**EXERCICES PROPOSÉS**
• A. Dans l'entretien avec Josiane Balasko, à combien d'exemplaires son premier roman s'est-il vendu ?
• B. Poursuivez l'entretien avec Josiane Balasko à partir de sa dernière réplique.

Les Bronzés, Gazon maudit, Le Père Noël est une ordure… Oui, vous connaissez Josiane Balasko l’actrice. Mais connaissez-vous l’écrivaine ? À la mesure de la personnalité de la comédienne, ses livres sont plein de surprises et hauts en couleurs. Rencontre avec l’actrice-romancière et discussion autour de la littérature contemporaine.
Quand avez-vous commencé à écrire ?
Josiane Balasko : Quand j’étais petite, je ne savais pas écrire, donc je dessinais pour raconter des histoires. En général, c’était basique avec souvent des histoires très inspirées des contes de Cendrillon, etc. Et puis, un peu plus tard, j’ai continué à écrire jusqu’à ce que je fasse du théâtre et là j’ai commencé à écrire des sketchs.
Et ça a déclenché l’envie d’écrire un livre ?
Non, à cette époque j’ai commencé des trucs que j’ai lâché ensuite. Ce qui n’est plus le cas. Maintenant je m’accroche ! J’ai d’abord écrit des pièces, des scénarios… À vrai dire, mon premier roman, je l’ai fait par défaut : j’avais écrit un scénario qui s’appelait Cliente et qui avait été refusé par toutes les productions et distributeurs de Paris pour des prétextes non pas artistiques mais moraux : « On ne raconte pas une histoire comme ça ! », « Une femme qui paye pour le sexe, un gigolo, c’est pas possible ! » C’était dans les années 2003-2004, j’avais le scénario et je me disais : « Si c’est aussi violent comme réaction, c’est que l’histoire, le scénario, a quelque chose qui énerve, qui dérange… Et puisque j’ai écrit le scénario, je vais en faire un livre ! » Le scénario a une structure de livre, donc, je n’avais plus qu’à écrire le livre à la première personne, du point de vue de cette femme, de cette cliente. Fayard me l’a tout de suite pris. Le livre s’est vendu à 100 000 exemplaires. Par la suite, j’ai pu faire le film. C’était un moyen détourné !

**EXTRAIT DE DONNÉES**
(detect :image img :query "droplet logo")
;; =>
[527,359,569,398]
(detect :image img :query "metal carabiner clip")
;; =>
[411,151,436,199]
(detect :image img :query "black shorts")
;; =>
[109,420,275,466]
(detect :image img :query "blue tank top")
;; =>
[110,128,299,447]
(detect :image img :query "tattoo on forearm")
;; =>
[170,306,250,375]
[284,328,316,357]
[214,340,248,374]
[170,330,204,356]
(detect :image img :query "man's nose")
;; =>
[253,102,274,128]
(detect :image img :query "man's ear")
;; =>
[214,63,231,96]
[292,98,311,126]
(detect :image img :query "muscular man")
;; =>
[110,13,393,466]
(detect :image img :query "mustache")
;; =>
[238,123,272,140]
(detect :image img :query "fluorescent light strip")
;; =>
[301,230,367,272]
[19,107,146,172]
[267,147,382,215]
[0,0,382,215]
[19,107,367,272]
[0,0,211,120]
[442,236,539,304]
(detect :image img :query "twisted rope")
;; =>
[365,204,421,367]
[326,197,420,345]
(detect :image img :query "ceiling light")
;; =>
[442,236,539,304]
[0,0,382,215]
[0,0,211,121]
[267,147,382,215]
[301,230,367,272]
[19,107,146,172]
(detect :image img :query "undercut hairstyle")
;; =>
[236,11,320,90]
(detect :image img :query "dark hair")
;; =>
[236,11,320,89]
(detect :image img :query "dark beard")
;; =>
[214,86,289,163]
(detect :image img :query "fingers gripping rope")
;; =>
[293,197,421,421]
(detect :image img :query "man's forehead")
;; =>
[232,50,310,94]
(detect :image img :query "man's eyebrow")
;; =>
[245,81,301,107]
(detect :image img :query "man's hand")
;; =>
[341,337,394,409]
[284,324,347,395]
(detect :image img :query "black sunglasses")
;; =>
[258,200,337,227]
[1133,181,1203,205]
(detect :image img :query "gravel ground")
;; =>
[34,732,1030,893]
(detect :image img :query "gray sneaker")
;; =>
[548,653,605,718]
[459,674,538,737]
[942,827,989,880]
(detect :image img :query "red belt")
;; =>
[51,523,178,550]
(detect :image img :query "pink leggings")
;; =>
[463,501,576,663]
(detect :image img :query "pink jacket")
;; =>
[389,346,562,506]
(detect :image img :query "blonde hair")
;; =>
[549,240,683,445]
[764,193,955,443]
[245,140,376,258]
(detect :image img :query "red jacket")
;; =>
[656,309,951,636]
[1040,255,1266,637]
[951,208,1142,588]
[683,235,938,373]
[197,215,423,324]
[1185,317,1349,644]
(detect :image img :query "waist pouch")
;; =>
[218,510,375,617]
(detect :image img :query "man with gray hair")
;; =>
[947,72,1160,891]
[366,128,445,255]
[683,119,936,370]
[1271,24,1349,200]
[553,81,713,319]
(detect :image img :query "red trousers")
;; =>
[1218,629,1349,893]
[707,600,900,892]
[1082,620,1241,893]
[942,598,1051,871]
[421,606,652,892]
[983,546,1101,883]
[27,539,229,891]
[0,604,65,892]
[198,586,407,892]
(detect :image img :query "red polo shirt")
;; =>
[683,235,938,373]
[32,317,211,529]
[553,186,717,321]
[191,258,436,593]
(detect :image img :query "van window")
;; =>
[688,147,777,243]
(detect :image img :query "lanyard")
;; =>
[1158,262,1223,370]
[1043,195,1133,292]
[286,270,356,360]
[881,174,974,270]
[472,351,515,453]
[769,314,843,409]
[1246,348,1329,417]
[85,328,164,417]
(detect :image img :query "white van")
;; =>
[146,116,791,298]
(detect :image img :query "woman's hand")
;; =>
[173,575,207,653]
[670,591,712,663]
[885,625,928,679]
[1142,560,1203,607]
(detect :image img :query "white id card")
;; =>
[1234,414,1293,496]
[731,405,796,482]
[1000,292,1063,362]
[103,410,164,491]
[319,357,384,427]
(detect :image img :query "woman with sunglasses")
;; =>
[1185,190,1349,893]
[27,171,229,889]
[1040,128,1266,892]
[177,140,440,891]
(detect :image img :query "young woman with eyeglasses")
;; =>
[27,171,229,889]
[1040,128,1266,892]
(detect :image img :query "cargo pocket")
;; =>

**RÉPONSES ATTENDUES**
• A. Il s'est vendu à 100 000 exemplaires.

• B.
Après, ça m’a plu d’écrire, j’étais lancée. On a toujours un peu peur de faire quelque chose d’aussi long, de grande haleine, on se dit : « Est-ce qu’on va intéresser les gens ? Est-ce qu’on va s’intéresser soi-même ? » Je suis partie d’une histoire que j’avais et qui s’appelle Parano Express. Je m’étais vraiment amusée à écrire et là, je travaillais le style. Ça s’est plutôt pas mal vendu. À l’époque, les livres se vendaient beaucoup, c’était 40 000 exemplaires, ce qui maintenant est un eldorado !
Ensuite, j’ai arrêté d’écrire un assez long moment, à part les scénarios et les pièces. Puis, après deux-trois ans, j’ai recommencé l’écriture avec des nouvelles que je me racontais pour me faire plaisir, des rappels sur mes lectures de jeunesse quand je lisais les nouvelles dans Fiction et Galaxie des éditions OPTA. Je ne savais pas ce que ça allait donner parce que ces nouvelles étaient dans un coin de mon ordinateur, mais j’ai une amie – qui a été mon éditrice – à qui je les faisais lire. Mon mari est américain et ne lit pas bien le français, ma fille n’a pas le temps, mon fils non plus. Mon amie trouvait ça bien et elle m’encourageait. J’étais comme un cheval de cirque, j’avais le droit à un sucre et j’ai continué. Au bout d’un moment, je lui ai dit : « Tu crois qu’il y en a assez ? », et elle m’a répondu : « Oh oui, je pense ! » Elle a été chercher des éditeurs (elle est devenue mon agent littéraire) et les éditions Pygmalion se sont présentées : ça a collé et le livre est sorti.
Là, je recommence à écrire un truc. Je ne sais même pas si je vais le finir, c’est toujours pareil ! Je ne dis pas : « Attention, je prépare un nouveau livre ! » parce que je ne sais pas où ça va atterrir. Je vais tourner des films, faire des mises en scène… Mais je continue.
Comment avez-vous trouvé l’inspiration pour ces nouvelles, et vos écrits en général ?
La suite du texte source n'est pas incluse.